BRIEF: Pick up the patent claims on RabGGT inhibitors below, starting right after the last claim shown, and continue them.
#### EXCERPTED PASSAGE
2. The method of claim 1, wherein the RabGGT inhibitor reduces the level of RabGGT mRNA in the cell.
3. The method of claim 1, wherein the RabGGT inhibitor is an interfering RNA.
4. The method of claim 1, wherein the RabGGT inhibitor reduces the level of RabGGT protein in the cell.
5. The method of claim 1, wherein the RabGGT inhibitor inhibits RabGGT enzymatic activity.
6. The method of claim 5, wherein the RabGGT inhibitor is a benzodiazapine compound.
7. The method of claim 5, wherein the RabGGT inhibitor is a tetrahydroquinoline compound.
8. The method of claim 1, wherein the agent does not substantially inhibit farnesyl transferase activity.
9. A method of inhibiting tumor growth in an individual having a tumor, the method comprising:
identifying a compound that is a RabGGT inhibitor;
testing the ability of the compound to modulate farnesyl transferase (FT) activity;
modifying the compound, wherein the modified compound exhibits reduced modulation of FT activity compared to the unmodified compound, wherein inhibition of RabGGT is retained; and
administering to the individual an effective amount of an agent that is a RabGGT inhibitor.
10. The method of claim 9, wherein the RabGGT inhibitor reduces the level of RabGGT mRNA in the tumor.
11. The method of claim 9, wherein the RabGGT inhibitor is an interfering RNA.
12. The method of claim 9, wherein the RabGGT inhibitor reduces the level of RabGGT protein in the tumor.
13. The method of claim 9, wherein the RabGGT inhibitor inhibits RabGGT enzymatic activity.
14. The method of claim 13, wherein the RabGGT inhibitor is a benzodiazapine compound.
15. The method of claim 13, wherein the RabGGT inhibitor is a tetrahydroquinoline compound.
16. The method of claim 9, wherein the agent does not substantially inhibit famesyl transferase activity.
17. A method of determining the susceptibility of a tumor to treatment with a RabGGT inhibitor, the method comprising detecting a level of RabGGT in the tumor, wherein a level of RabGGT that is elevated compared to a normal cell of the same tissue type indicates that the tumor is susceptible to treatment with a RabGGT inhibitor.
########
#### DATASET EXTRACT
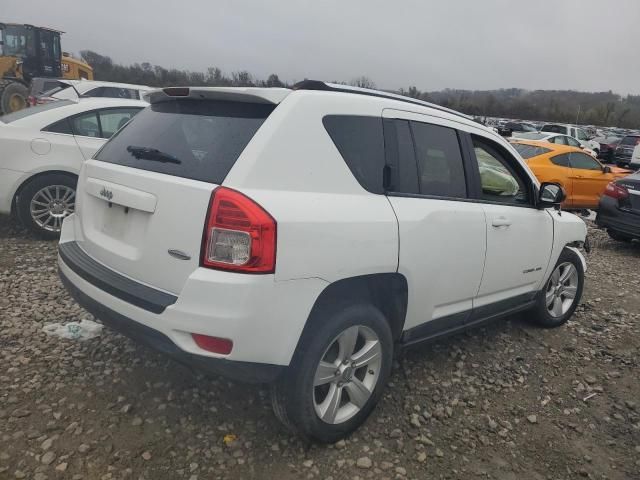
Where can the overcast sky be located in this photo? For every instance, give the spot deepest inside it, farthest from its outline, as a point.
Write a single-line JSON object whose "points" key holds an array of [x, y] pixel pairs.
{"points": [[589, 45]]}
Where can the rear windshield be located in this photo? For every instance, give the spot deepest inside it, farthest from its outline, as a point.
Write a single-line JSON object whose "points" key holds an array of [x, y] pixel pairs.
{"points": [[529, 151], [533, 135], [629, 141], [197, 139], [27, 112]]}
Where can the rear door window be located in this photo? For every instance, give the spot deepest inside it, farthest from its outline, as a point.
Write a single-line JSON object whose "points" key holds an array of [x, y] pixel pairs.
{"points": [[561, 160], [572, 141], [86, 125], [499, 180], [439, 159], [583, 161], [114, 119], [197, 139]]}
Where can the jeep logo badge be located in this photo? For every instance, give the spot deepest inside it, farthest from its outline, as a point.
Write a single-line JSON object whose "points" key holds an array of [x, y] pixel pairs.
{"points": [[108, 194]]}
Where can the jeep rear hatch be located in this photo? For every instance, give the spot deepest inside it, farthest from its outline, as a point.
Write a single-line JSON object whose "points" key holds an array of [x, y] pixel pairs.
{"points": [[144, 198]]}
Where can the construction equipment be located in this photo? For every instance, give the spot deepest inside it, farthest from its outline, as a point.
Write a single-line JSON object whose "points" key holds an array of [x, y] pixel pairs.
{"points": [[26, 52]]}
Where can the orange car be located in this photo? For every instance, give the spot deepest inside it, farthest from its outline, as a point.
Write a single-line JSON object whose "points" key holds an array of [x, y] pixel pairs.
{"points": [[582, 176]]}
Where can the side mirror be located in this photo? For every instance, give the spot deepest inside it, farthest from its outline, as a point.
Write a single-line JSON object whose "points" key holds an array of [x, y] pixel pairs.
{"points": [[551, 195]]}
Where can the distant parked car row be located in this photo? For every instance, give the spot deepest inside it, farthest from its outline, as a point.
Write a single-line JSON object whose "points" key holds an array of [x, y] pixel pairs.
{"points": [[43, 148]]}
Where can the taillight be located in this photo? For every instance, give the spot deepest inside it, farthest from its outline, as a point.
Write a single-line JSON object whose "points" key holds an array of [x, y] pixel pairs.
{"points": [[239, 234], [616, 191]]}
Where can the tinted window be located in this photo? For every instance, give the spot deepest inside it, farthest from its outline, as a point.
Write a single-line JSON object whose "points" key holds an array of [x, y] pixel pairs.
{"points": [[583, 161], [360, 141], [440, 168], [498, 179], [205, 136], [27, 112], [530, 151], [401, 158], [86, 125], [114, 119], [581, 134], [533, 136], [561, 160], [629, 141], [63, 126]]}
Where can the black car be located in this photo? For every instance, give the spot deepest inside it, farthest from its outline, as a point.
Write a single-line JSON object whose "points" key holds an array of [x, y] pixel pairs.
{"points": [[624, 150], [508, 128], [619, 209]]}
########
WRITTEN RESPONSE:
18. A method of identifying an agent that selectively modulates RabGGT enzymatic activity, the method comprising;
determining the effect, if any, of the agent on enzymatic activity of RabGGT; and
determining the effect, if any, of the agent on enzymatic activity of farnesyl transferase;
wherein an increase or decrease of enzymatic activity of RabGGT of at least about 15% compared to the enzymatic activity of RabGGT in the absence of the agent, and a reduction of enzymatic activity of farnesyl transferase of less than about 10% compared to the enzymatic activity of famesyl transferase in the absence of the agent, indicates that the agent is a selective modulator of RabGGT enzymatic activity.
19. An agent identified by the method of claim 18.
20. A method of identifying an agent that modulates RabGGT enzymatic activity and modulates apoptosis, the method comprising:
determining the effect, if any, of the agent on RabGGT enzymatic activity; and
determining the effect, if any, of the agent on apoptosis in a eukaryotic cell,
wherein an increase or decrease of enzymatic activity of RabGGT of at least about 15% compared to the enzymatic activity of RabGGT in the absence of the agent, and wherein an increase or decrease in apoptosis of at least about 15% compared to the level of apoptosis in the absence of the agent indicates that the agent modulates RabGGT enzymatic activity and apoptosis.
21. A database comprising:
a machine-readable data storage medium comprising a data storage material encoded with machine-readable data, wherein said data comprises the three-dimensional coordinates of a subset of the atoms in a RabGGT polypeptide.
22. A computer for producing a three-dimensional representation of a RabGGT protein, wherein said computer comprises:
a machine-readable data storage medium comprising a data storage material encoded with machine-readable data, wherein said data comprises the three-dimensional coordinates of a subset of the atoms in RabGGT polypeptide;
a working memory for storing instructions for processing said machine-readable data;
a central-processing unit coupled to said working memory and to said machine-readable data storage medium for processing said machine readable data into said three-dimensional representation; and
a display coupled to said central-processing unit for displaying said three-dimensional representation.
23. The computer of claim 22, wherein said RabGGT polypeptide is complexed with a Rab protein.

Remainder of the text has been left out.